▶ **Task requirements**:
(A) From the Kozlov interview below, quote everything from "Kozlov: It took" down to "the local girls!".
(B) Turn the paragraph of the Kozlov interview that begins "Kozlov: It took me three years" into a shorter bulleted list that keeps its main facts.
(C) Decide whether each statement agrees with the Kozlov interview below: (i) Kozlov was captured by South African counterintelligence in 1980; (ii) Kozlov knew French when he arrived in Algiers; (iii) Kozlov was summoned to Lubyanka more than once. For each, answer yes or no and quote the words from the interview that decide it.

-- Start Source excerpt --

Deep Cover in South Africa

Colonel Aleksei Mikhailovich Kozlov (1934-2015) was a deep-cover intelligence officer in the KGB’s elite Directorate S, the Illegals, during the height of the Cold War. Posing as a traveling German businessman, he was captured by South African counterintelligence in 1980, but not before passing onto Moscow Center shocking information on joint South African-Israeli nuclear weapons tests. This December 20th, 2009 interview with the newspaper Izvestia provides another fascinating inside look at the global-scale operations of KGB Directorate S.
Izvestia: How did you get into Illegal Intelligence?
Kozlov: In 1953 I arrived in Moscow from Vologda to go to the Moscow State Institute for International Relations (MGIMO). My character brought me to humanities, and I very much loved the German language. I had wonderful teacher in school – Zelman Shmulevich Pertsovsky. He was a Polish Jew who in 1939, when the Germans entered Poland, crossed the Bug River and turned up on our side. He was simply in love with the German language and quoted Schiller and Goethe by heart. He called me a “slacker” and helped a lot with preparing for higher education.
When I had returned from practice in Denmark during my last year, I received a proposal to work in intelligence. I answered that I would with pleasure, but I wanted to do only operational work – although I didn’t understand anything about it. The main thing was not to do any paperwork. “Operational work” is how I got this knot on the finger of my right hand! Soon – the only time in my life – I was summoned to Lubyanka. There they asked me:

Have you read The Lone Warrior in the Field (Yuri Dold-Mikhailik’s novel on illegals – Isvestia)? Do you want to work like that?

I answered that I did, and so they sent me to training.
Izvestia: How much time did it take?
Kozlov: It took me three years. I arrived on August 1st, 1959, and went on assignment on October 2nd, 1962. I knew only German and Danish. During training in East Germany, I picked up a Saxon accent. And when I found myself in West Germany, I immediately fell into a situation. I was given a temporary Austrian passport for transit, and in the city of Braunschweig I went into a café. Next to me sat down a young man who turned out to be an inspector for the criminal police. And suddenly he says, “But you’re not from around here.” I answered that I was Austrian, and he declared, “I’d bet my life you’re from Saxony!” I had to disentangle myself – well, my mother is from Saxony, but my father is Austrian. It was good that this guy was more interested in the local girls!
KGB Colonel and Hero of Russia Aleksei Kozlov in his later years.
Izvestia: And what was your main “legend?”
Kozlov: I traveled with a West German passport. My profession was that of a technical drafter, which I hated. I was sent first to Lebanon, and then to Algiers, where I was supposed to settle for a long time. I arrived in Algiers on the day when President Ahmed Ben-Bella took his oath. Only recently it had been a French colony where everyone spoke French, even Arabs, and I didn’t know that language. But I successfully found employment in an architectural firm where Swiss engineers were working. The main thing was that they turned out to be acquainted with Algeria’s top leadership. Although Ben-Bella was a genuine Muslim, along with that he had very leftist views. His secret political council consisted solely of Trotskyists, overall Swiss ones. And through my new acquaintances I found out many interesting things on the sessions of this council. I consider it a service of mine, by the way, that a year later Ben-Bella would become a Hero of the Soviet Union.

-- End Source excerpt --
-- Start Raw records --

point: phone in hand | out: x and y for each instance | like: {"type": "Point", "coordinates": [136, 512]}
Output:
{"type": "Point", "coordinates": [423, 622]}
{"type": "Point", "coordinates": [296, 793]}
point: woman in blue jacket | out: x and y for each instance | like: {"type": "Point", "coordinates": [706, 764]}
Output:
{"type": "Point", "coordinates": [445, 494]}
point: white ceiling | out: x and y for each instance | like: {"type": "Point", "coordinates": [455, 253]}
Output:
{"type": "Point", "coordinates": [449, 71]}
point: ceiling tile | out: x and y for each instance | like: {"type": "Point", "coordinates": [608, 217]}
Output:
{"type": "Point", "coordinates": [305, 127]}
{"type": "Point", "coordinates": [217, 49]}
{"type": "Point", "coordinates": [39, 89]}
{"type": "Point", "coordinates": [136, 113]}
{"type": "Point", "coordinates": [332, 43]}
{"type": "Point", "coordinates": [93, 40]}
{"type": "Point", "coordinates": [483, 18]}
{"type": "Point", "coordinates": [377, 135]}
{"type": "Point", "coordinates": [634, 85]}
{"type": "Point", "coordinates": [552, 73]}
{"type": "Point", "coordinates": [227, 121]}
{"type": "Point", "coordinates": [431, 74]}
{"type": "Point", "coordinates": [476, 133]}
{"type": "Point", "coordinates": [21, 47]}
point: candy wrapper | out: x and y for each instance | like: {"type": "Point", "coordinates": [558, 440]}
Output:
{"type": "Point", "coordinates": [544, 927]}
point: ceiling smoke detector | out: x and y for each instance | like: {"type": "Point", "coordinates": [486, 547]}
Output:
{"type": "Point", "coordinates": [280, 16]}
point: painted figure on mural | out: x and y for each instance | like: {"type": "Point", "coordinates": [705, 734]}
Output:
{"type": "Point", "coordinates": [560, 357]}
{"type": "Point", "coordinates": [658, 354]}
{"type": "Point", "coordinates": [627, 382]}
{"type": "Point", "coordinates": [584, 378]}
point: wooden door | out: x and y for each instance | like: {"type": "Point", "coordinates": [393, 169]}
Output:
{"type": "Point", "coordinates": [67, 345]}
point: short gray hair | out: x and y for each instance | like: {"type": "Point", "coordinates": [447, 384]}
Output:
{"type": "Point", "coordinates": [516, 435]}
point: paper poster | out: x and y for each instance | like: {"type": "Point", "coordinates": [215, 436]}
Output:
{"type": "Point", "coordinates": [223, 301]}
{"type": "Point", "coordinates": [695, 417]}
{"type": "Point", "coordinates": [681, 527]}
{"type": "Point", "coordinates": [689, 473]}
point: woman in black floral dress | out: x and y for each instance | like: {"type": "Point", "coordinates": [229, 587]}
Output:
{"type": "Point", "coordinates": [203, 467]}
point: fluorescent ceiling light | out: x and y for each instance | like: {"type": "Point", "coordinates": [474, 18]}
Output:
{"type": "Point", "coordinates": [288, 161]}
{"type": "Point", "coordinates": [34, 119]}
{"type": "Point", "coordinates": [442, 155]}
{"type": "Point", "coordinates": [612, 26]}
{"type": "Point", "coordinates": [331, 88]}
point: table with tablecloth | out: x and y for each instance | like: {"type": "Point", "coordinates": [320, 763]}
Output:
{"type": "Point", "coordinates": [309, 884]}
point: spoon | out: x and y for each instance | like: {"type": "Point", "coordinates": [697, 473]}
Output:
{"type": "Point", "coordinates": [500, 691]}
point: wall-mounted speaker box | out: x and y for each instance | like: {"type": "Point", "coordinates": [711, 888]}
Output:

-- End Raw records --

▶ **Answers to the exercise**:
(A)
Kozlov: It took me three years. I arrived on August 1st, 1959, and went on assignment on October 2nd, 1962. I knew only German and Danish. During training in East Germany, I picked up a Saxon accent. And when I found myself in West Germany, I immediately fell into a situation. I was given a temporary Austrian passport for transit, and in the city of Braunschweig I went into a café. Next to me sat down a young man who turned out to be an inspector for the criminal police. And suddenly he says, “But you’re not from around here.” I answered that I was Austrian, and he declared, “I’d bet my life you’re from Saxony!” I had to disentangle myself – well, my mother is from Saxony, but my father is Austrian. It was good that this guy was more interested in the local girls!

(B)
- Training took three years: he arrived on August 1st, 1959, and went on assignment on October 2nd, 1962.
- He knew only German and Danish, and picked up a Saxon accent while training in East Germany.
- In West Germany, carrying a temporary Austrian passport for transit, he went into a café in Braunschweig.
- A young man next to him, an inspector for the criminal police, said he wasn't from around there. When Kozlov claimed to be Austrian, the inspector insisted he was from Saxony.
- Kozlov got out of it by saying his mother was from Saxony and his father was Austrian. Luckily the inspector was more interested in the local girls.

(C)
(i) Yes: "he was captured by South African counterintelligence in 1980"
(ii) No: "I didn’t know that language"
(iii) No: "the only time in my life – I was summoned to Lubyanka"